ABOUT THIS EXERCISE -
Print, exactly as given, each line of the data from the line containing "Cross-referencing a description that mentions the flagpole." up to and including its last line.

::::::

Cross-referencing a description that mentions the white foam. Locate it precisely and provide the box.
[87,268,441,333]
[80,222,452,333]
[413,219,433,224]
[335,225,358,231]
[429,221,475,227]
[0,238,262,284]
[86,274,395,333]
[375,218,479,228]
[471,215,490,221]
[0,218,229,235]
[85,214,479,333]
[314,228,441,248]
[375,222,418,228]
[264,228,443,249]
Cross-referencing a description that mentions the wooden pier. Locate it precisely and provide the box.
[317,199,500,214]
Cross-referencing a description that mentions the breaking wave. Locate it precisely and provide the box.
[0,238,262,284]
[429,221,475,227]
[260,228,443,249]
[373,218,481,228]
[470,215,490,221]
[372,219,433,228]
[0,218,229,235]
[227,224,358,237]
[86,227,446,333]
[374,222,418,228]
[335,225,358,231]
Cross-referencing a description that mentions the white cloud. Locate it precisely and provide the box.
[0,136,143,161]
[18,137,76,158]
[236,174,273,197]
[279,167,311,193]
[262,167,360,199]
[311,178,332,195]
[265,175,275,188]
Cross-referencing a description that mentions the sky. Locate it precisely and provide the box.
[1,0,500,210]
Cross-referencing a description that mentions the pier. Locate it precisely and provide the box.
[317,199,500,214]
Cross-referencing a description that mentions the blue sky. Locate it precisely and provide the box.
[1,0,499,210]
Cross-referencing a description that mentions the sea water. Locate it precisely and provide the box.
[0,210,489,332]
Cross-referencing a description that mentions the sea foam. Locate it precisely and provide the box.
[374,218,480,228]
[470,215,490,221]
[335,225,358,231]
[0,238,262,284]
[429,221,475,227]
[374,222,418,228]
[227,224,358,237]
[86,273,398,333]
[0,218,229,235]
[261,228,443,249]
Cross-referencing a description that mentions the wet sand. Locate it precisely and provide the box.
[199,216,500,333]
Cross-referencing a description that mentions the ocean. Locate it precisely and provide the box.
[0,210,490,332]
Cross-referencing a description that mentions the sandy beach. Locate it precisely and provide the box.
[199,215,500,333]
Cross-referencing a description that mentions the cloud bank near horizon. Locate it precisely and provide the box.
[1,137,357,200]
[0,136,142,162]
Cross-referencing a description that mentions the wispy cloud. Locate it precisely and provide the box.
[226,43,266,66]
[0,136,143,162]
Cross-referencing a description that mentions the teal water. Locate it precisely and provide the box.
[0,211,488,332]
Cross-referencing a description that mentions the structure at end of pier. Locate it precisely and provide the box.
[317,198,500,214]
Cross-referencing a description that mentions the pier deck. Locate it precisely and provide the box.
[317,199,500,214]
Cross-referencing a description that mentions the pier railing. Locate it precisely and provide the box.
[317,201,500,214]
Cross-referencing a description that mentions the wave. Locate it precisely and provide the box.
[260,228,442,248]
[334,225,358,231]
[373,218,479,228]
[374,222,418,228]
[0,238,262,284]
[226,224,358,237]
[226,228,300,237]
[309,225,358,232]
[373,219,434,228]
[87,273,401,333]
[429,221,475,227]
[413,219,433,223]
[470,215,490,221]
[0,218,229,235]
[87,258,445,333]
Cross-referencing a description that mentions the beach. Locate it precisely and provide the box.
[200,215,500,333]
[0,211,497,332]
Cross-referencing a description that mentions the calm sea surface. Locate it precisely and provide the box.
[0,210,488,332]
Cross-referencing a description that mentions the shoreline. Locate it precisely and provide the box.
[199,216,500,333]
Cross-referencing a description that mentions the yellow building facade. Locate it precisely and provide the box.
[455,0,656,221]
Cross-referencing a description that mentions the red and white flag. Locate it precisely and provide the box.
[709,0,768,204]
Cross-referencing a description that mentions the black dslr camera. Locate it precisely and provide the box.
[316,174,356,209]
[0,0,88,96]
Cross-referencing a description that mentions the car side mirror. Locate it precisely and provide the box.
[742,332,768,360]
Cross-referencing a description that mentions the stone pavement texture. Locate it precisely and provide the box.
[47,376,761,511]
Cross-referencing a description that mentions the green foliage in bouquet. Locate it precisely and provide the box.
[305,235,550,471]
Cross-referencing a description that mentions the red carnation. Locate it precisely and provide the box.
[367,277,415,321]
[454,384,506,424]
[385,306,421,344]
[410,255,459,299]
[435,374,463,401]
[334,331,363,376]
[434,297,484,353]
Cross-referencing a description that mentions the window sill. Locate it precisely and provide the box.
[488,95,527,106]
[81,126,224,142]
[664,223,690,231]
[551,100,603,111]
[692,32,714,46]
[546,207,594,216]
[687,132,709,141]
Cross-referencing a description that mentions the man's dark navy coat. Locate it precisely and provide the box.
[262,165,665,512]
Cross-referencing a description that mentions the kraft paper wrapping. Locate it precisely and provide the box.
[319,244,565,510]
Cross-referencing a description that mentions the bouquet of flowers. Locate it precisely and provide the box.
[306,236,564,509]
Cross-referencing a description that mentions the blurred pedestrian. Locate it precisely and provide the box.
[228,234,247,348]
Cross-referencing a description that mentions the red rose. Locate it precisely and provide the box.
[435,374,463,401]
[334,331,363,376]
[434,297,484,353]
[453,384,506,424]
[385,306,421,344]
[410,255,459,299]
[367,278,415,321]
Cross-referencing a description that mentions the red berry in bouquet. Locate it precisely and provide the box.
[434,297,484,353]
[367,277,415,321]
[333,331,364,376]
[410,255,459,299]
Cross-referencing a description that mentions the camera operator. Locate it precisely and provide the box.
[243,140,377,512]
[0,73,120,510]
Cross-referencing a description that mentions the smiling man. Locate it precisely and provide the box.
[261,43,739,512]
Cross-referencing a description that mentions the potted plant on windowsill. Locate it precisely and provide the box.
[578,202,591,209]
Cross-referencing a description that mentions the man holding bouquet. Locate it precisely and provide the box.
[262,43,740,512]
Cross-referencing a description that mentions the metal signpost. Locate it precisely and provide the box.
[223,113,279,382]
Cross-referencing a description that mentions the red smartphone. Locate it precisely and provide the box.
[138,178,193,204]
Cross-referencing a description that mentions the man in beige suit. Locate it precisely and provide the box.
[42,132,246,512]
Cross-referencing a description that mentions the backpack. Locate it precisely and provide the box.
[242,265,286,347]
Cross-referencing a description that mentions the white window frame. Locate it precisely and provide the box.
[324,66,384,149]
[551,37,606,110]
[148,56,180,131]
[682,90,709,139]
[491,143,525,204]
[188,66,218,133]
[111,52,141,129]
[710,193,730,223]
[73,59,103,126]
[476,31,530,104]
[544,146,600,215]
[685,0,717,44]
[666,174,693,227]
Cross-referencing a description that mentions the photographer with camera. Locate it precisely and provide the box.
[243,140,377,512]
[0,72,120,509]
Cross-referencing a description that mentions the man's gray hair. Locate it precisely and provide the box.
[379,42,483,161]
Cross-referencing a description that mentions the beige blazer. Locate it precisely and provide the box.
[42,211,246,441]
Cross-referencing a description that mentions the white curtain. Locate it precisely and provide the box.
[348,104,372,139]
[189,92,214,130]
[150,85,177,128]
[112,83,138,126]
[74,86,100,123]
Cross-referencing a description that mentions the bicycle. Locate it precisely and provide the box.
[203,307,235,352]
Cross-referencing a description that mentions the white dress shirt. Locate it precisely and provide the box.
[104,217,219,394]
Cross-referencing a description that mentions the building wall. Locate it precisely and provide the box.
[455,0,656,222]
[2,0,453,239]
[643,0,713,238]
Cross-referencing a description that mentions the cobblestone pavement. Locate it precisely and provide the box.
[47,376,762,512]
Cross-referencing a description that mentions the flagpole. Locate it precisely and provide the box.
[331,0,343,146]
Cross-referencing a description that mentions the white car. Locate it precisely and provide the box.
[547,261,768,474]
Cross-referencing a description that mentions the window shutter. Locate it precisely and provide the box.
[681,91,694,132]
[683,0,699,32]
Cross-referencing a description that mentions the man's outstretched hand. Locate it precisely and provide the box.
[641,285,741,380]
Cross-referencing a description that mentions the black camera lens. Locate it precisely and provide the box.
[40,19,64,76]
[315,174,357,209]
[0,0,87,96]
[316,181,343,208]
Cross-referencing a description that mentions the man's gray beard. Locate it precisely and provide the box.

::::::

RESPONSE AREA -
Cross-referencing a description that mentions the flagpole. Locate it precisely and provide the box.
[331,0,343,146]
Cross-referencing a description that mentions the white car. Locate it precisely and provide the box.
[547,261,768,474]
Cross-referencing a description that mentions the window shutter. Locate it precisely and provide the box.
[681,91,694,132]
[683,0,699,32]
Cross-referencing a description that mentions the man's outstretched hand. Locate it precisely and provide the box.
[641,285,741,380]
Cross-referencing a description that mentions the black camera lens. Locate it precisely and provide the box.
[40,19,64,76]
[315,174,357,209]
[0,0,87,96]
[316,181,343,208]
Cross-referencing a description that mentions the man's gray beard. Locate it precisely and provide the box.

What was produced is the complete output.